Aim:
Please count the lines below that contain the string "tire", with uppercase and lowercase treated as different, and reply with only the number.

Task input:
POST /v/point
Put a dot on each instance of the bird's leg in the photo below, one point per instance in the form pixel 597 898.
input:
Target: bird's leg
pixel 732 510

---

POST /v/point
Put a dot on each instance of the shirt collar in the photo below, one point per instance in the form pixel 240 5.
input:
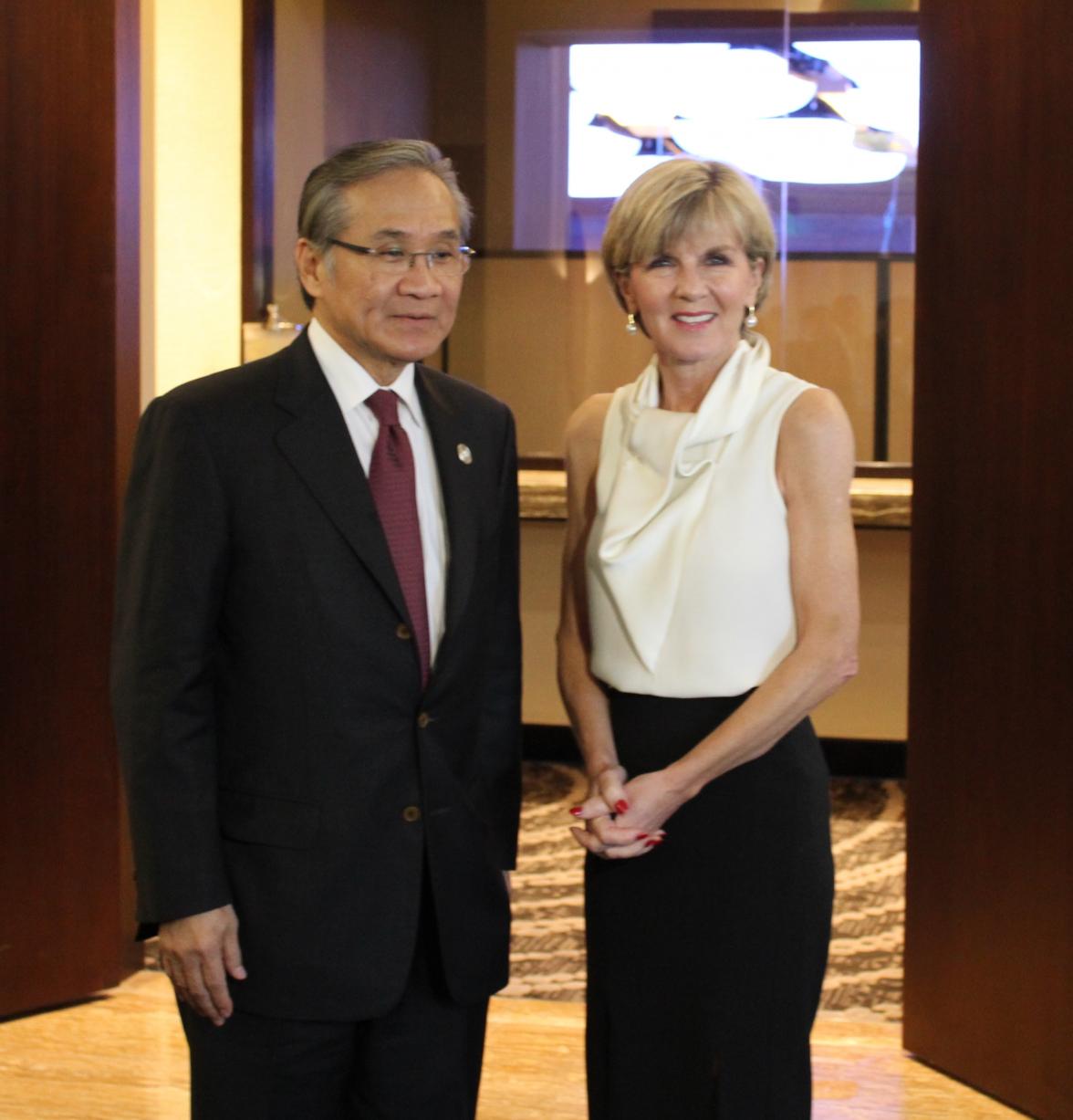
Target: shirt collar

* * *

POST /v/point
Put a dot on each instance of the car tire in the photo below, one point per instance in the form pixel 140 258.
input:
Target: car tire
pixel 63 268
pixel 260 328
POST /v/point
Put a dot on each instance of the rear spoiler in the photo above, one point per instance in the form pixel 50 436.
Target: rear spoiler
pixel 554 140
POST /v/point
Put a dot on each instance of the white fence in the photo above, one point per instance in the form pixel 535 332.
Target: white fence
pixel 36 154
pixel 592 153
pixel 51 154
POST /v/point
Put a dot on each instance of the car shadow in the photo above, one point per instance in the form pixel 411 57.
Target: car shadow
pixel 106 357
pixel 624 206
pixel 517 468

Answer to the exercise:
2